**TEXT PROVIDED:**
□ □ □ □
Opinion
7219 3597/15
10-18-2018
Robert S. Dean, Center for Appellate Litigation, New York (Megan D. Byrne of counsel), for appellant. Cyrus R. Vance, Jr., District Attorney, New York (Brent Ferguson of counsel), for respondent.
Robert S. Dean, Center for Appellate Litigation, New York (Megan D. Byrne of counsel), for appellant.
Cyrus R. Vance, Jr., District Attorney, New York (Brent Ferguson of counsel), for respondent.
Renwick, J.P., Gische, Kahn, Kern, Moulton, JJ.
Judgment, Supreme Court, New York County (Robert M. Mandelbaum, J.), rendered May 13, 2016, convicting defendant, after a jury trial, of robbery in the first degree and two counts of robbery in the second degree, and sentencing him to concurrent terms of eight years, modified, on the facts, to the extent of vacating the first-degree robbery conviction and dismissing that count, and otherwise affirmed.
Except as indicated, defendant's arguments concerning the weight of the evidence are unavailing (see People v. Danielson, 9 N.Y.3d 342, 348–349, 849 N.Y.S.2d 480, 880 N.E.2d 1 [2007] ). There is no basis for disturbing the jury's credibility determinations. Defendant's accessorial liability could be reasonably inferred from the entire course of conduct of defendant and his codefendant before, during and after the crime (see generally Matter of Juan J. , 81 N.Y.2d 739, 593 N.Y.S.2d 768, 609 N.E.2d 121 [1992] ; People v. Allah, 71 N.Y.2d 830, 527 N.Y.S.2d 731, 522 N.E.2d 1029 [1988] ).
□ □ □ □
Stored entries
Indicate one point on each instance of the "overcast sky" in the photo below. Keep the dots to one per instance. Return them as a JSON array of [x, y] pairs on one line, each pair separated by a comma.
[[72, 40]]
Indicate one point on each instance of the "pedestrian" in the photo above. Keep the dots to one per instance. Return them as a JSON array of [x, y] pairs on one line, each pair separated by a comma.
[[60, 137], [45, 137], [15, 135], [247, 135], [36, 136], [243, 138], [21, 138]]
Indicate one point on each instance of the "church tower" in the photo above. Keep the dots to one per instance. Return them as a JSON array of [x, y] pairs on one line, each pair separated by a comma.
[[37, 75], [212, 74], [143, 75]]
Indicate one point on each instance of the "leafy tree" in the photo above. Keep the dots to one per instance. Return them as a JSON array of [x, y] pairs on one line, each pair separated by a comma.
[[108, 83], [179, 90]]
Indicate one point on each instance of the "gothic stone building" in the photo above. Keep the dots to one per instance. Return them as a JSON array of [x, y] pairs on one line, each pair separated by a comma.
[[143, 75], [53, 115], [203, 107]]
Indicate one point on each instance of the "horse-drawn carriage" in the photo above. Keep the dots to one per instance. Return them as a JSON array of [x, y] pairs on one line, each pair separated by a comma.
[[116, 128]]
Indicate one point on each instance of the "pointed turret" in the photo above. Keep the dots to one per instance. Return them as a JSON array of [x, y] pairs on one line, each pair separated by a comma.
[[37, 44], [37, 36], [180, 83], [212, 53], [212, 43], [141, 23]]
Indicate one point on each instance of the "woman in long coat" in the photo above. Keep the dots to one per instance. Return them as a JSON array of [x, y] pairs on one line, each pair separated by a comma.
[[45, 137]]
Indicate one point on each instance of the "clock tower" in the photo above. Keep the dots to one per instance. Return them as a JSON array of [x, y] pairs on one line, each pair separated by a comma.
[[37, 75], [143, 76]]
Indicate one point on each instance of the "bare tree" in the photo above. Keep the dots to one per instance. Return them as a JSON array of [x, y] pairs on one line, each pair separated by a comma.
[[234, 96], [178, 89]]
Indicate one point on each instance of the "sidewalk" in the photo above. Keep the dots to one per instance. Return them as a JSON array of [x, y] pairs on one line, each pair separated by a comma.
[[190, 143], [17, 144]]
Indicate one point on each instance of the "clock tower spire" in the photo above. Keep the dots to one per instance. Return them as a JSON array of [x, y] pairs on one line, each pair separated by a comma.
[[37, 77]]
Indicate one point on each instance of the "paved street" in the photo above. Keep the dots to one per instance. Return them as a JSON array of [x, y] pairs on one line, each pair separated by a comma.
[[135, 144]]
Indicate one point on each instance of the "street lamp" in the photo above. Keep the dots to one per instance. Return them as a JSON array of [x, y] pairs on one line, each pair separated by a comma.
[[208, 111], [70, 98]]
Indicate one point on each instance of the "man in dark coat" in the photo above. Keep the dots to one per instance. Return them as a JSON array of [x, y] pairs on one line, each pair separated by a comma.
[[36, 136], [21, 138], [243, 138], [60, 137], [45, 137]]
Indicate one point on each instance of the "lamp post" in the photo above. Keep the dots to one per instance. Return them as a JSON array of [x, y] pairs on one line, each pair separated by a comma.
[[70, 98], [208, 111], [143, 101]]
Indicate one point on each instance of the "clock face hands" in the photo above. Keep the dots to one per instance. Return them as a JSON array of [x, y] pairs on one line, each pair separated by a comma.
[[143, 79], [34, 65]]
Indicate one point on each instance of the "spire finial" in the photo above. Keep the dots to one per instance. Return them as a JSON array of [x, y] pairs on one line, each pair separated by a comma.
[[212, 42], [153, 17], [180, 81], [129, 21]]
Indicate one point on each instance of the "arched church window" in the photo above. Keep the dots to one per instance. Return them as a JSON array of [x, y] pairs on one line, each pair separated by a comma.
□ □ □ □
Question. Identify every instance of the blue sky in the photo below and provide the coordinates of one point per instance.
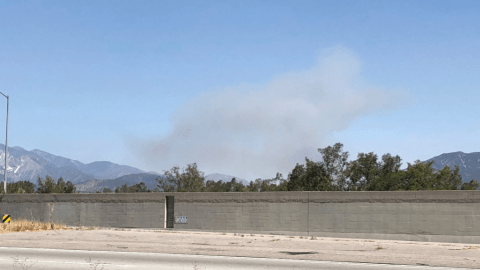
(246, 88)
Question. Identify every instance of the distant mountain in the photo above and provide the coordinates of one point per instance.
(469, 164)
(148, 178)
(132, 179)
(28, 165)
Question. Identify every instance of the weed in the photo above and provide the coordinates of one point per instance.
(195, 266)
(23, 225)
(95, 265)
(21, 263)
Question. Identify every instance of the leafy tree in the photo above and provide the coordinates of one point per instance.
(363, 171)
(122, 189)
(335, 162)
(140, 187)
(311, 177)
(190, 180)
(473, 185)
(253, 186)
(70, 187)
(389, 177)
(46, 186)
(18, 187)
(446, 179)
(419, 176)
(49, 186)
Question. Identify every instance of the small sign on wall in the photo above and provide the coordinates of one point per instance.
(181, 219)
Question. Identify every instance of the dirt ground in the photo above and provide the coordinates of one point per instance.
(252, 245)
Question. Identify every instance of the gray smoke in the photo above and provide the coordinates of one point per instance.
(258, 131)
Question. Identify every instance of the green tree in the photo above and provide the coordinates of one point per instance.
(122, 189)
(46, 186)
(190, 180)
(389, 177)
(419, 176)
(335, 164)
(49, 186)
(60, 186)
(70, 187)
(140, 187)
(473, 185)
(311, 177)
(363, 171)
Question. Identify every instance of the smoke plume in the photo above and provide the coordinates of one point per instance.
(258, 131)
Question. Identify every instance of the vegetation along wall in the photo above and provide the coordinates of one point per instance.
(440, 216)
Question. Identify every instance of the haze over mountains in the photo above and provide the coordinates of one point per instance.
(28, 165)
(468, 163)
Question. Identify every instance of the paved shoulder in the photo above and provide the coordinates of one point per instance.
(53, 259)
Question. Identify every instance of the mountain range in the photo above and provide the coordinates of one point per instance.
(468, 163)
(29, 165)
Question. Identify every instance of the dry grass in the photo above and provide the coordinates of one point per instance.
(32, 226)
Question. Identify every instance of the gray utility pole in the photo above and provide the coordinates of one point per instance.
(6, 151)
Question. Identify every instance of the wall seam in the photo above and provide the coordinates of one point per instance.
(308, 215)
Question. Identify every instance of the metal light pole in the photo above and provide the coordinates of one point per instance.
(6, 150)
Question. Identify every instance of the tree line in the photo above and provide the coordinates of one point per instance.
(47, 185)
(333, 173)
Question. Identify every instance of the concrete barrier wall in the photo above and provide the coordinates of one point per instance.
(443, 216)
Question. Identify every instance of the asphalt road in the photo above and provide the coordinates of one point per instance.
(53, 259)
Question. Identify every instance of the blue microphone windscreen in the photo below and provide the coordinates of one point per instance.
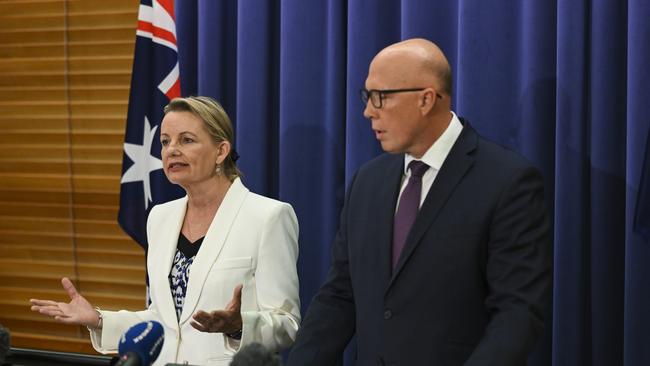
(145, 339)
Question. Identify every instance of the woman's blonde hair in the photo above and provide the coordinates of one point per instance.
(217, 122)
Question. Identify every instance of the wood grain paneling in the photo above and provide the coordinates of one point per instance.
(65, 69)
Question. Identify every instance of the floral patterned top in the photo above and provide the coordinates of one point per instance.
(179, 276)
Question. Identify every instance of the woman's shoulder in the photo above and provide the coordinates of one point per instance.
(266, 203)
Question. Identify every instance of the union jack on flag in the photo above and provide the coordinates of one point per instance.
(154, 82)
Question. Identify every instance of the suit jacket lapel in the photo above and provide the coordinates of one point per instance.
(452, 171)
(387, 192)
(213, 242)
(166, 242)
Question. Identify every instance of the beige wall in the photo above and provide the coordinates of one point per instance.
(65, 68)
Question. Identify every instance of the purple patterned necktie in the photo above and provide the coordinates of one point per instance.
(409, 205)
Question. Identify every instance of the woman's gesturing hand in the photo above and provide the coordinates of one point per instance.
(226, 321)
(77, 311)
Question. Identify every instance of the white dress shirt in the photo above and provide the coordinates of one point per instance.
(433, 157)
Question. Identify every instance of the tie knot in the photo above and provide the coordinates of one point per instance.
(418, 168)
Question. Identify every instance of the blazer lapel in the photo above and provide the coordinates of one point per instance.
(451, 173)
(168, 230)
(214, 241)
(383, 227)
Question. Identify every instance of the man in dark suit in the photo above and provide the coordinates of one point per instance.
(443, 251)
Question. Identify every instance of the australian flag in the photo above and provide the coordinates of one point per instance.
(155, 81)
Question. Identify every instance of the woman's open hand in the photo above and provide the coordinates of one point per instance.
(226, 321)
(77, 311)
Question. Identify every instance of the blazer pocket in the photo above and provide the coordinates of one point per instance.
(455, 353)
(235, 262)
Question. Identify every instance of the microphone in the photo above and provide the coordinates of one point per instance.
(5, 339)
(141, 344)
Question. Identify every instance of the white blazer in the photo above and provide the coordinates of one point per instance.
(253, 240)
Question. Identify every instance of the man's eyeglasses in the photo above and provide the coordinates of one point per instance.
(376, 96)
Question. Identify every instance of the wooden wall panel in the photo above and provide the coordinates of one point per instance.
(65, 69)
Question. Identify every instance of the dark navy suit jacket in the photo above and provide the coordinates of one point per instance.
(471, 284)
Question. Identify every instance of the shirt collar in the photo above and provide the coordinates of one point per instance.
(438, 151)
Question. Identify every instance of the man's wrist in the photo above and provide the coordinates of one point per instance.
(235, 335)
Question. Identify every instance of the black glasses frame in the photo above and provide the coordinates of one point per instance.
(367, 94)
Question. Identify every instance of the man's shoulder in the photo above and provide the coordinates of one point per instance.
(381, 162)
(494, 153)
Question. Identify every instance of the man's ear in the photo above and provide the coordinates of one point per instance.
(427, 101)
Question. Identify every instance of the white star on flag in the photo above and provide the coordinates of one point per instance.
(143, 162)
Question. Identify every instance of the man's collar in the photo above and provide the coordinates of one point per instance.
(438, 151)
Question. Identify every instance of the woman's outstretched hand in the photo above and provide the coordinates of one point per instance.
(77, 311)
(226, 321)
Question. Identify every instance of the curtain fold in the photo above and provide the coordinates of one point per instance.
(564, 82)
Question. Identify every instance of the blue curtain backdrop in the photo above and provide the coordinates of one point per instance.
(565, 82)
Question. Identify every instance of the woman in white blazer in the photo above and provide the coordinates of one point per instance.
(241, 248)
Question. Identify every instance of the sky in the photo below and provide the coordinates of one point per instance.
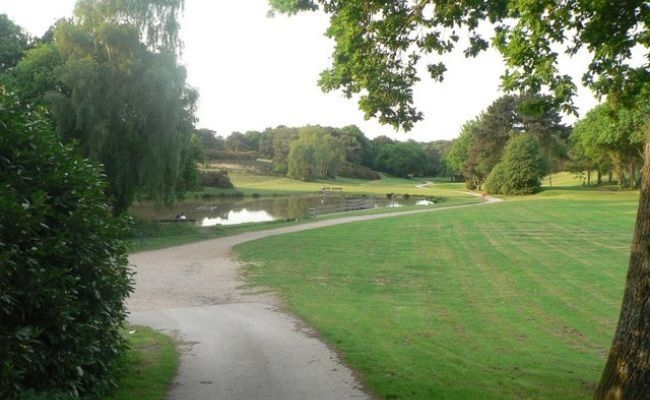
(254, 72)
□ □ □ □
**ASSIGNMENT 1:** Restate the court ruling on the robbery appeal starting at "Except as indicated, defendant's" and ending at "1029 [1988] ).", but change "credibility determinations" to "factual findings".
**ASSIGNMENT 2:** Carry on the court ruling on the robbery appeal after its last sentence.

**TASK RESULT 1:**
Except as indicated, defendant's arguments concerning the weight of the evidence are unavailing (see People v. Danielson, 9 N.Y.3d 342, 348–349, 849 N.Y.S.2d 480, 880 N.E.2d 1 [2007] ). There is no basis for disturbing the jury's factual findings. Defendant's accessorial liability could be reasonably inferred from the entire course of conduct of defendant and his codefendant before, during and after the crime (see generally Matter of Juan J. , 81 N.Y.2d 739, 593 N.Y.S.2d 768, 609 N.E.2d 121 [1992] ; People v. Allah, 71 N.Y.2d 830, 527 N.Y.S.2d 731, 522 N.E.2d 1029 [1988] ).

**TASK RESULT 2:**
However, the evidence did not establish the element of display of what appeared to be a firearm (see People v. Smith, 29 N.Y.3d 91, 96, 52 N.Y.S.3d 692, 75 N.E.3d 84 [2017] ). The robbery was accomplished by assaulting the victim and taking his wallet. Although an eyewitness saw the display of what appeared to be a firearm, there was no evidence that the victim ever saw it (see People v. Moon, 205 A.D.2d 372, 372, 613 N.Y.S.2d 377 [1st Dept. 1994], lv denied 84 N.Y.2d 870, 618 N.Y.S.2d 16, 642 N.E.2d 335 [1994] ).
All concur except Renwick, J.P. and Moulton, J. who dissent in part and concur in part in a memorandum by Renwick, J.P. as follows:
RENWICK, J.P. (concurring in part and dissenting in part)
While I agree to vacate defendant's conviction for robbery in the first degree and affirm the conviction for robbery in the second degree, a sentence of imprisonment of five years on the second-degree count would be more appropriate under the facts of this case than the term of imprisonment of eight years imposed by the court.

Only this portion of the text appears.